About this exercise – In the article about the mind-controlled exoskeleton, which journal published details of the exoskeleton?

---- Given passage

Comment: Mind-controlled Exoskeleton ‘impressive’ but ‘a long way off’ being ready
Fletchers Solicitor’s Chief Legal Officer, Adrian Denson believes a mind-controlled exoskeleton suit is an exciting breakthrough for serious injury recovery.
Adrian’s comments are in response to a man being able to move all four of his paralysed limbs using the exoskeleton suit.
Thibault, 30, from France, wore the suit at a press briefing and told the world’s media, ‘the suit felt like being the first man on the moon.’
The suit, which is believed to bade made from 65kg of sophisticated robotics, is controlled by the user’s mind.
This development now sees the person controlling the exoskeleton via the brain, which is an incredibly impressive and most welcome proof of concept. However, it would appear to be a very long way from being something that works effectively and is widely accessible.
Thibault fell 15m in at a social event four years ago. Unfortunately, the injuries sustained were so serious that his spinal cord left him paralysed. Consequently, Thibault spent the next two years in hospital.
Despite his debilitating set back, in 2017, Thibault took part in the exoskeleton trial with Clinatec and the University of Grenoble.
At first, he would use implants connected to his brain to manoeuvre a virtual avatar, as if he was in a computer game. This then developed on to walking in the suit.
It was like [being the] first man on the Moon. I didn’t walk for two years. I forgot I was taller than a lot of people in the room,” he said.
It was very difficult because it is a combination of multiple muscles and movements.
This is the most impressive thing I do with the exoskeleton.
Adrian has seen first-hand the devastation such injuries Thibaut experienced can have on an individual and their families.
I have had clients who have used exoskeletons before. Whilst they are expensive and not easy to use, they are hugely impressive and allow people with a spinal cord injury to experience walking again along with associated benefits to their bone density, muscle and skin.
Away from the legal industry, Prof Tom Shakespeare, from the London School of Hygiene and Tropical Medicine, believes although exciting, the cost of such technology could hold it back from being widely accessible anytime soon.
Although this study presents a welcome and exciting advance, we must remember that proof of concept is a long way from usable clinical possibility.
Despite some early cynicism, French scientists hope to refine the technology.
Details of the exoskeleton have been published in The Lancet Neurology journal.

--------
---- Information given

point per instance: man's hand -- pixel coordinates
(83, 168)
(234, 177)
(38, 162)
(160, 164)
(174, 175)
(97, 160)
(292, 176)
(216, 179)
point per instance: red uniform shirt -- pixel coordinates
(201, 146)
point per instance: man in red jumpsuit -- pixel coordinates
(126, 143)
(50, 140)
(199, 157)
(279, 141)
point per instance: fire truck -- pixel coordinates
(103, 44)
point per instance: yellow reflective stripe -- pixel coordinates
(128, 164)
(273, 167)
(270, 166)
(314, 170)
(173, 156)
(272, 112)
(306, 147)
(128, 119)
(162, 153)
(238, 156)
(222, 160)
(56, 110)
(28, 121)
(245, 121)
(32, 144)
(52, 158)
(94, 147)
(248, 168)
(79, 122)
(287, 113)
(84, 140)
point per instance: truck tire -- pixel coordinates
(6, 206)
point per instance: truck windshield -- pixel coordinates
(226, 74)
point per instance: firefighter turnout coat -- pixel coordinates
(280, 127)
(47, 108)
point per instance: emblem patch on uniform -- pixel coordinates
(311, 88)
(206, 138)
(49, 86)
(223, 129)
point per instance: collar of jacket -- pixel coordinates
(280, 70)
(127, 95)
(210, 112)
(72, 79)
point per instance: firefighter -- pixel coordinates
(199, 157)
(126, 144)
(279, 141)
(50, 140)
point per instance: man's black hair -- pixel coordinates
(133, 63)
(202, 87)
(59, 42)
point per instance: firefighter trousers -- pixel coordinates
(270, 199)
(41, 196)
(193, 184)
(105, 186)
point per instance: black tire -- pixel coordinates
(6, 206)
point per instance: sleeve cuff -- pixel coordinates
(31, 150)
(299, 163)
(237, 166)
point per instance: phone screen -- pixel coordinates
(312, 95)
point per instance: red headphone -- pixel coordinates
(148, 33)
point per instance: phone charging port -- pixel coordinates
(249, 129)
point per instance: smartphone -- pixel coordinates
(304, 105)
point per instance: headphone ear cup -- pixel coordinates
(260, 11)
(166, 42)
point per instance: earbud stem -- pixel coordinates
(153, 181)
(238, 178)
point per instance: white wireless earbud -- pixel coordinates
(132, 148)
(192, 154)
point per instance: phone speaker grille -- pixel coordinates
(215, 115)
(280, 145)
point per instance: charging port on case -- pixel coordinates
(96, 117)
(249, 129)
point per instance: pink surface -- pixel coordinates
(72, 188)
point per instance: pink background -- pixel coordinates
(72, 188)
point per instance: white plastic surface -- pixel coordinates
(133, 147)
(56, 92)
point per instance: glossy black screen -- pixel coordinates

--------

Task output – The Lancet Neurology.